プロダクトレポート「SUGOi」(スゴイ) 世界のアスリートを魅了する“バンクーバースタイル”のサイクルウェア
SUGOi(スゴイ)はカナダのバンクーバーで生まれたサイクリングウェアメーカーだ。ファッション専攻の学生だったキャロル・プラントナーが、女性用のショートパンツがない事に業を煮やして、自分で作り始めたのが1987年のこと。それ以降、紆余曲折を経て現在は250名以上の従業員が勤めるウェアカンパニーとなった。昔から変わらないのは「サイクリストが使いたいようなものを作る」という事だ。
先日、10月頃に店頭に並ぶ秋冬モデルの新作発表会を取材した。
バンクーバーのライフスタイルが生んだウェア
バンクーバーの夏は日本よりも日照時間が長く、「夏は仕事が終わったら思い切りスポーツを楽しむ」というライフスタイルが定着している。「仕事が終わったらビール」ではなくて「仕事が終わったらすぐに着替えてバイク!」なのだ。
プレス担当の中村さんによると、バイクを2時間くらい乗ってもまだ日が暮れないので、今度はそのままカフェで食事をするのがの夏の定番スタイルだそうだ。
そんなバンクーバーで20年以上前からサイクリングウェアを作っているSUGOiは、毎日使っても飽きないようにデザインされている。「カジュアルウエアをサイクリングに使えるようにしたもの」とは一線を画す本格派だ。
毎日使うのだから買いやすく、そして快適に
最近のサイクリングウェアの価格はどんどん高くなっている。冬用のジャケットなどは数万円するものも珍しくなくなってきた。しかし、どれほどハイスペックな生地を使っても、ウェア自体の使える期間が長くなるわけではないのが現実だ。
SUGOiはどのラインナップを見ても「お手頃」と言える価格だ。これは「毎日乗りたい」ライダーにはとても嬉しいものだ。
またSUGOiが提案するのが「レイヤリング」(重ね着)という方法である。一枚のウェアに複数の機能を持たせるのではなく、その時の乗り方や気温や気候に合わせて重ね着をして調整するという、登山などのアウトドアアクティビティでは常識とも言える方法である。
冬用のジャージであっても、薄く軽く作られていて、最初から重ね着をする前提で作られているのだ。伸縮性も高く動きを妨げない。
4年連続で「EUベストショーツアワード」を受賞した“スゴイ”パッド
ただ、お手頃感だけを狙ったウェアメーカーではない。とてもこだわっている部分がある。その1つがレーサーパンツの生命線とも言える「パッド」である。初めてサイクリングウェアを買おうと思った動機を思い出してほしい。「お尻が痛くなるのを何とかしたい」と思ってレーサーパンツを買いに行った方は多いはずだ。

◇ ◇ ◇ ◇ ◇

→ **練習問題**:
a. SUGOiの紹介記事について、次の問いに答えてください。
(i) SUGOiはどこの都市で生まれたメーカーですか。
(ii) キャロル・プラントナーがショートパンツを自分で作り始めたのは何年ですか。
(iii) SUGOiが提案している、重ね着で調整する方法は何と呼ばれていますか。
b. SUGOiの紹介記事の最後の文に続けて、本文を書き進めてください。

→ **データ抜粋**:
◇ ◇ ◇ ◇ ◇

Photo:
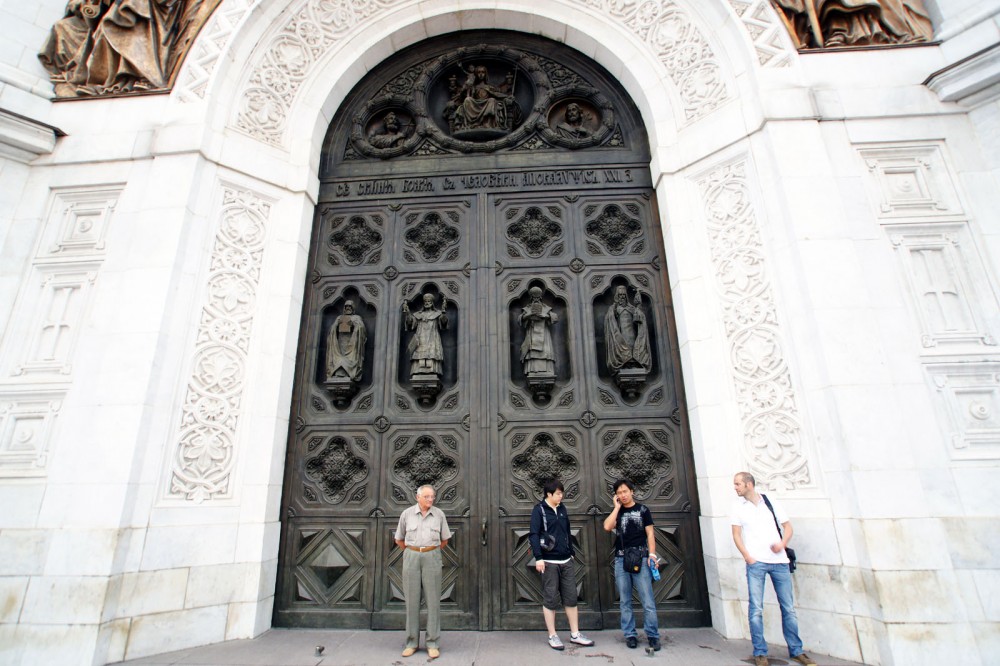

◇ ◇ ◇ ◇ ◇

→ **解答例**:
a.
(i) カナダのバンクーバーです。
(ii) 1987年です。
(iii) 「レイヤリング」と呼ばれています。

b.
SUGOiのパッドのなかで、代表的なフォーミュラーFXパッドのカットサンプルを見せて頂いた。このパッドを使用したショーツは「EUベストショーツアワード」という賞を4年連続で受賞している。
密度の違う2種類のスポンジフォームとウレタンパッドが組み合わされている。スポンジが全体的な衝撃を吸収し、ウレタンパッドが坐骨部の当たりを軽減させている。
皮膚は蒸れることによってふやけて弱くなるので、通気性の確保は重要である。パッド内に空気の通り道を確保しており、蒸れを防いでいる。また、ストレッチ性に優れた素材をベース部に配置する事で、ペダリングによってパッドがずれて肌が擦れるのを防いでいる。
パッドは比較的厚めで、着用時の安心感は高いが、厚みによる違和感があるわけでもないという絶妙な加減だ。これなら200km超えのロングライドでも安心に違いない。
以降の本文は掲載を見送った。